Problem statement
Pick out each line of the entries below that contains the string "detect", matching case exactly, and copy those lines.

Data for the task
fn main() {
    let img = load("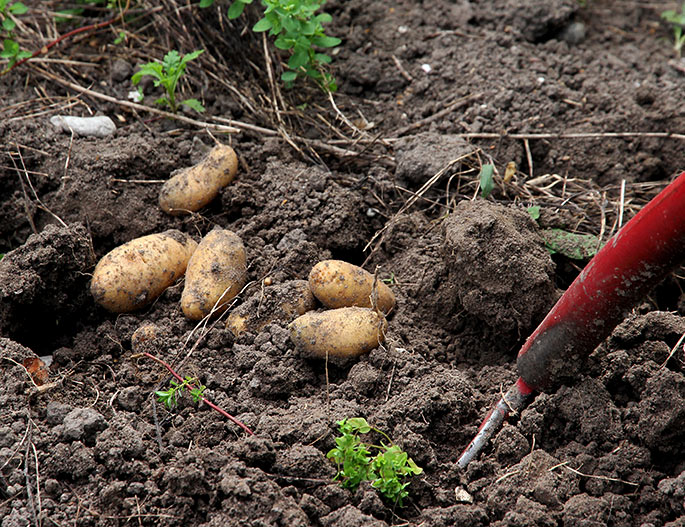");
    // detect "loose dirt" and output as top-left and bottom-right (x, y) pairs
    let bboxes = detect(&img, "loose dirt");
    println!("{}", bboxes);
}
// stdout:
(0, 0), (685, 527)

Written solution
    // detect "loose dirt" and output as top-left and bottom-right (x, y) pairs
    let bboxes = detect(&img, "loose dirt");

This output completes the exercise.